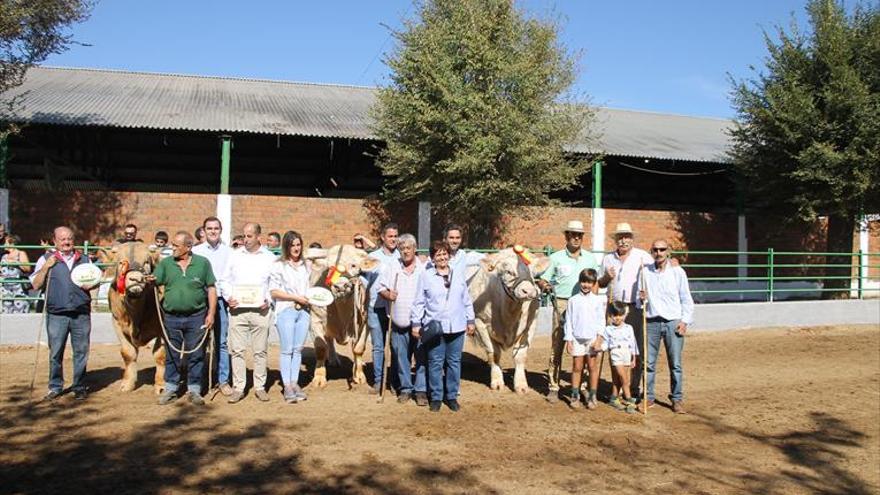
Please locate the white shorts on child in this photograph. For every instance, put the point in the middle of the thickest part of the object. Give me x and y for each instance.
(621, 356)
(582, 347)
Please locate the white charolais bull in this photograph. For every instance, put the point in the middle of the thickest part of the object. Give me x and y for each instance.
(506, 301)
(345, 320)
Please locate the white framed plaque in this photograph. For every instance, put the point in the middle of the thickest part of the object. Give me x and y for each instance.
(248, 296)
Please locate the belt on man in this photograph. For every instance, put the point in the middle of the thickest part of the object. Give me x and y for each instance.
(657, 319)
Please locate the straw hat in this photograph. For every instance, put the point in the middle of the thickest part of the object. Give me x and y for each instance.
(575, 226)
(622, 228)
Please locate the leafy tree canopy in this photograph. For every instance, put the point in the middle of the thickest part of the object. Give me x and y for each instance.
(478, 112)
(808, 135)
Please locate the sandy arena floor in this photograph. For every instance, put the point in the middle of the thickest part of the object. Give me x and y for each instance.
(770, 411)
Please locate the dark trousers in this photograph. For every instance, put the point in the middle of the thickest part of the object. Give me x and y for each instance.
(184, 330)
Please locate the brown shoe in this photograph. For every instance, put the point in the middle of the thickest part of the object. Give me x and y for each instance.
(226, 389)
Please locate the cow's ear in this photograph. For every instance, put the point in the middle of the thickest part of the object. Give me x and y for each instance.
(369, 264)
(539, 264)
(488, 262)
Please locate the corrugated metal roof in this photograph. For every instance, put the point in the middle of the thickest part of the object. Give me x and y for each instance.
(68, 96)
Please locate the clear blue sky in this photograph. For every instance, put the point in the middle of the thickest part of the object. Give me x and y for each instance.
(639, 54)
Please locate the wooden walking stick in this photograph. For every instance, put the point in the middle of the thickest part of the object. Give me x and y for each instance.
(386, 366)
(644, 343)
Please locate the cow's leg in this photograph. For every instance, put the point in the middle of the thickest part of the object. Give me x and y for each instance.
(129, 362)
(320, 377)
(493, 355)
(332, 355)
(358, 348)
(358, 376)
(520, 353)
(159, 357)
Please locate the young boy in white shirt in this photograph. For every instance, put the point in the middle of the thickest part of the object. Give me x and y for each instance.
(620, 342)
(584, 321)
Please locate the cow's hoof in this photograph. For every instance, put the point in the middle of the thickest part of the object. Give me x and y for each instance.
(319, 380)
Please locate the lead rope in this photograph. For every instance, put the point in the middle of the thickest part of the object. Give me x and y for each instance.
(183, 351)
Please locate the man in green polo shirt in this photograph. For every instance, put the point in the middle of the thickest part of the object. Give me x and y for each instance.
(562, 277)
(189, 304)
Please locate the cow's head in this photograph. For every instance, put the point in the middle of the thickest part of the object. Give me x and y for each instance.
(517, 271)
(339, 268)
(127, 265)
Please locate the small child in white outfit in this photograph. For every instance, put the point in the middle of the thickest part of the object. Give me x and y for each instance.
(584, 321)
(620, 342)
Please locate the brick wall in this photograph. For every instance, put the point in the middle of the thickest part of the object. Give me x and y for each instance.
(99, 216)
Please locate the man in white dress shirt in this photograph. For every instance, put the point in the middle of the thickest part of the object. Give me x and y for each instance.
(245, 286)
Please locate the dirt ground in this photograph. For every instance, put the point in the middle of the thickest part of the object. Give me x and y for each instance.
(770, 411)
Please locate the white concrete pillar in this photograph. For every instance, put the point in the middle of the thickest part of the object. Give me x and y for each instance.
(224, 213)
(863, 247)
(742, 245)
(4, 209)
(598, 233)
(424, 224)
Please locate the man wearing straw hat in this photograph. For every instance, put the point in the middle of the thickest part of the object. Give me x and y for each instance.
(562, 277)
(621, 268)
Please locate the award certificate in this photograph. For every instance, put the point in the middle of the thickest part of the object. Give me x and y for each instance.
(248, 296)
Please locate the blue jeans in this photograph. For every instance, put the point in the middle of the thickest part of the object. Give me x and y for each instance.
(184, 330)
(404, 346)
(293, 328)
(222, 365)
(79, 327)
(445, 350)
(674, 344)
(377, 322)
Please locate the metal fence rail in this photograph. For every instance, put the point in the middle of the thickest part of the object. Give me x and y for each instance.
(777, 272)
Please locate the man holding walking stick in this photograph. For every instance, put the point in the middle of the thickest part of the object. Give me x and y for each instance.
(621, 269)
(397, 284)
(669, 312)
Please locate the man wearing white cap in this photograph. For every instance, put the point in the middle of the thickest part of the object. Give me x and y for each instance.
(562, 276)
(621, 269)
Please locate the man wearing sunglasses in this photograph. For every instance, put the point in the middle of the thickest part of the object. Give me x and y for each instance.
(562, 278)
(670, 310)
(621, 269)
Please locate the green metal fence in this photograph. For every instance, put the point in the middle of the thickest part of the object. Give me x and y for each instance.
(769, 273)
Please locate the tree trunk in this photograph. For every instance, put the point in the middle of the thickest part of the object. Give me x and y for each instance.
(840, 240)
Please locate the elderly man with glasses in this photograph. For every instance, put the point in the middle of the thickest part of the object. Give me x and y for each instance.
(621, 269)
(669, 311)
(562, 278)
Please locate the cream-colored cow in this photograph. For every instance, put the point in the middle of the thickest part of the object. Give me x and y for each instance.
(345, 320)
(506, 301)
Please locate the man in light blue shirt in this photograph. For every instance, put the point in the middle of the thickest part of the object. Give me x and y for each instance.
(669, 311)
(377, 313)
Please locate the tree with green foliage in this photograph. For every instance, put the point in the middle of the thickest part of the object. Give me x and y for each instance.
(477, 114)
(807, 135)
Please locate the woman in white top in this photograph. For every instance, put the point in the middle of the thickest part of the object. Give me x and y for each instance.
(288, 283)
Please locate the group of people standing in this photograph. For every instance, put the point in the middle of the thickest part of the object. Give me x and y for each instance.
(241, 292)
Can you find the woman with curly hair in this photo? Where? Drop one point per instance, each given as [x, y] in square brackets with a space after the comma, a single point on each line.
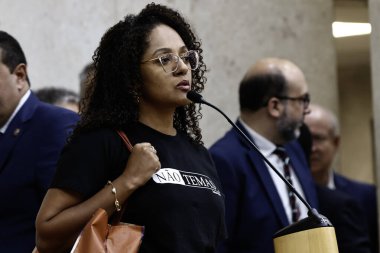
[143, 69]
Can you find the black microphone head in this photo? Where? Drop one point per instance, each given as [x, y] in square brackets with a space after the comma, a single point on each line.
[195, 97]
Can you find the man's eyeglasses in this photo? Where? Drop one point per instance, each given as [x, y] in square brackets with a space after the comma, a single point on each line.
[170, 61]
[305, 99]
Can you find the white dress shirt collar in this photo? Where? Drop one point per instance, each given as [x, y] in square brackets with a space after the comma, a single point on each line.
[18, 107]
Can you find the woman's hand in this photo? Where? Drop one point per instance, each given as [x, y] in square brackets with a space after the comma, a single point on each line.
[142, 164]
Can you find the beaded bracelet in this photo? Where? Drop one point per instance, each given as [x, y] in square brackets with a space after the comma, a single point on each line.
[113, 190]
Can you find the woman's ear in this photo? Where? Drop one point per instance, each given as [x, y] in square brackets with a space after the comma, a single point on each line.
[274, 107]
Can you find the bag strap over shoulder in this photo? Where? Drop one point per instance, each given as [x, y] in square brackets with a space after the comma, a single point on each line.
[116, 217]
[125, 139]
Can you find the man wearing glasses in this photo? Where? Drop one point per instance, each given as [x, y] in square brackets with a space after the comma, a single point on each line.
[274, 100]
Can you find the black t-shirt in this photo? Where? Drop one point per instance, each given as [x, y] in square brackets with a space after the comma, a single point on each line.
[181, 206]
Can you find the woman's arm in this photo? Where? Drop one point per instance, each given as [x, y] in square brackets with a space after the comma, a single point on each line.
[63, 214]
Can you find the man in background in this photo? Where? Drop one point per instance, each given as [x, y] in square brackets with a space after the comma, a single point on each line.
[274, 99]
[32, 135]
[324, 128]
[60, 97]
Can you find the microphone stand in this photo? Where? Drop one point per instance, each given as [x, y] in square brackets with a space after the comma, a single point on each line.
[314, 234]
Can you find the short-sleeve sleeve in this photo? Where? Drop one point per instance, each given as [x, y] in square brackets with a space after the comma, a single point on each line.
[89, 160]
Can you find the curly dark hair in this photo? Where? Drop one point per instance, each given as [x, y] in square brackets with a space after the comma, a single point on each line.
[110, 98]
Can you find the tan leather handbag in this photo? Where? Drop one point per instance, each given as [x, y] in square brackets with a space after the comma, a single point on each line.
[100, 237]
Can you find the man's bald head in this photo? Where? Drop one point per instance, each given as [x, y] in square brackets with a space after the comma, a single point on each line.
[324, 129]
[268, 77]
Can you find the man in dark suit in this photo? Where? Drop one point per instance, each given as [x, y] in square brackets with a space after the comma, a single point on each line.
[32, 135]
[324, 130]
[274, 99]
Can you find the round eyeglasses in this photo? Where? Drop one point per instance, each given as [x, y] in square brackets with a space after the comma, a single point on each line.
[305, 99]
[170, 61]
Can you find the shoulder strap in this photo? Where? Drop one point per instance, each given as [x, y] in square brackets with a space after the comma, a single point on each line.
[117, 216]
[125, 139]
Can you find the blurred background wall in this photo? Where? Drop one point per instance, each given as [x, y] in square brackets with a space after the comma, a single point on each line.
[59, 38]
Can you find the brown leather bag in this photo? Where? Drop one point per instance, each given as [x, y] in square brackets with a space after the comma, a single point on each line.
[100, 237]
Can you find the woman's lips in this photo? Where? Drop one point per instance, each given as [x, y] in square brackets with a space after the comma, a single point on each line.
[184, 85]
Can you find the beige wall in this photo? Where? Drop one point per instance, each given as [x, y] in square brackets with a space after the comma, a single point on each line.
[59, 38]
[355, 103]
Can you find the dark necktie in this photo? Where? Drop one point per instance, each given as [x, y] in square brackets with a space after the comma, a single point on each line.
[280, 152]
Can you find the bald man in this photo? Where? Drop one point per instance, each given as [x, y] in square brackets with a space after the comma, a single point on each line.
[324, 128]
[274, 100]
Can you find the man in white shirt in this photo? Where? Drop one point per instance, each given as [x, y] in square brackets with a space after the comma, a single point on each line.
[274, 99]
[324, 129]
[32, 135]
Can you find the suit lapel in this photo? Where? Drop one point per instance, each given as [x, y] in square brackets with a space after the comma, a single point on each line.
[266, 179]
[303, 176]
[16, 129]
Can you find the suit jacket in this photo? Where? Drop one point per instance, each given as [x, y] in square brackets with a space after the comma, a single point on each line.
[29, 150]
[346, 215]
[365, 194]
[254, 211]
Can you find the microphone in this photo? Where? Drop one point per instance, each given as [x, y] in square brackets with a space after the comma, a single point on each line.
[314, 219]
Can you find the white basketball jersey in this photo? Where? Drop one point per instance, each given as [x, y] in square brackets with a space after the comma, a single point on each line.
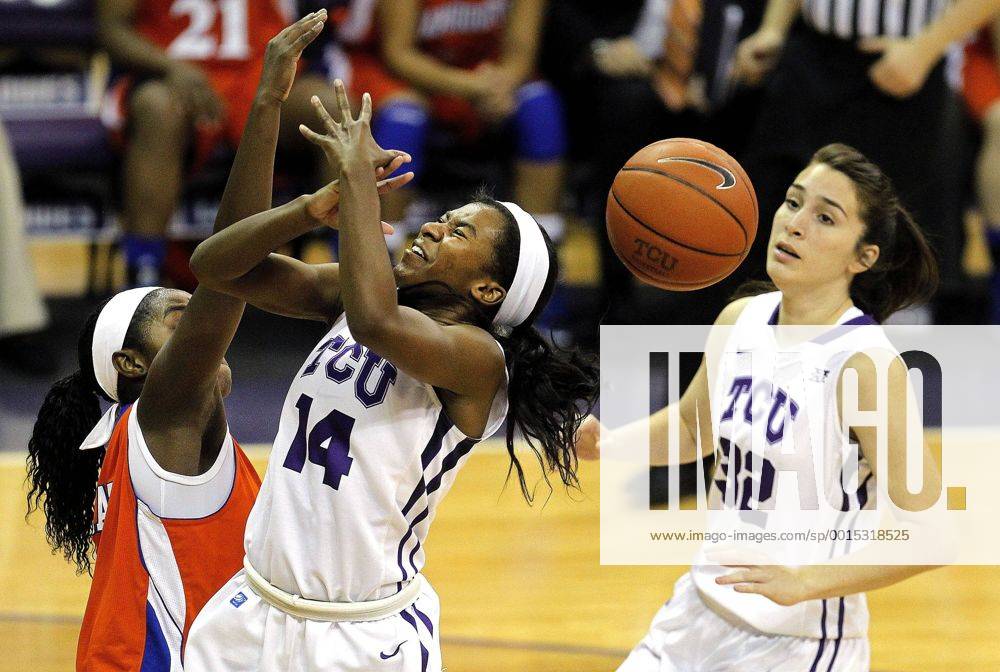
[363, 455]
[762, 397]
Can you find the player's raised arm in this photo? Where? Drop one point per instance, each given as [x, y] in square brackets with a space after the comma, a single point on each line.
[460, 358]
[177, 412]
[241, 261]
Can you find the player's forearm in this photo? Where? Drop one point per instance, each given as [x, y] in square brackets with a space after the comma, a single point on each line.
[957, 21]
[248, 190]
[430, 75]
[368, 287]
[236, 250]
[826, 581]
[780, 15]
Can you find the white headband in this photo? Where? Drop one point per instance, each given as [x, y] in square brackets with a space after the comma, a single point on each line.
[532, 271]
[109, 335]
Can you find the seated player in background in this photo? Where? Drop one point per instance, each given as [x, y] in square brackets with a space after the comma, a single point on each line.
[981, 87]
[464, 67]
[193, 67]
[842, 251]
[158, 486]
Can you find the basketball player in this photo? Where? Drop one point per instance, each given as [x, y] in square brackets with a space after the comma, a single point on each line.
[421, 362]
[842, 251]
[158, 482]
[463, 67]
[192, 67]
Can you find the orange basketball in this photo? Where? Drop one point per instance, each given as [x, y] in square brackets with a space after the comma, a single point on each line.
[681, 214]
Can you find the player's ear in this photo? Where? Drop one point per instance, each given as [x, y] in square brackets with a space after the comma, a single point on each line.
[488, 292]
[864, 259]
[130, 363]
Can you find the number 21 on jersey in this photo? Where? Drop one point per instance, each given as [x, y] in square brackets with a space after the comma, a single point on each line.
[200, 42]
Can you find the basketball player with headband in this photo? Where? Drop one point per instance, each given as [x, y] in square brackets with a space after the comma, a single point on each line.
[420, 363]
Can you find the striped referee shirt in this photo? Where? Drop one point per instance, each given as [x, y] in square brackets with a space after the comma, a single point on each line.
[854, 19]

***

The answer should consist solely of the lines from the one that contains "Can you find the number" through the end of the material above, copied exactly.

Can you find the number 21 on jersey in this photo? Where? Drop one point per instance, each given as [x, y] in square brackets with a space after the comma, a single point on each line.
[200, 42]
Can you find the basketball player with headband in this photo? Where? Drop one point per instance, each given as [x, y] in square brackets with a space after the comma, a single point on each line.
[420, 363]
Can you find the striped referee shirt in this photo? Where? Drop one point per instance, each given as [x, y] in square brackets with a space after the comma, a single point on each line.
[854, 19]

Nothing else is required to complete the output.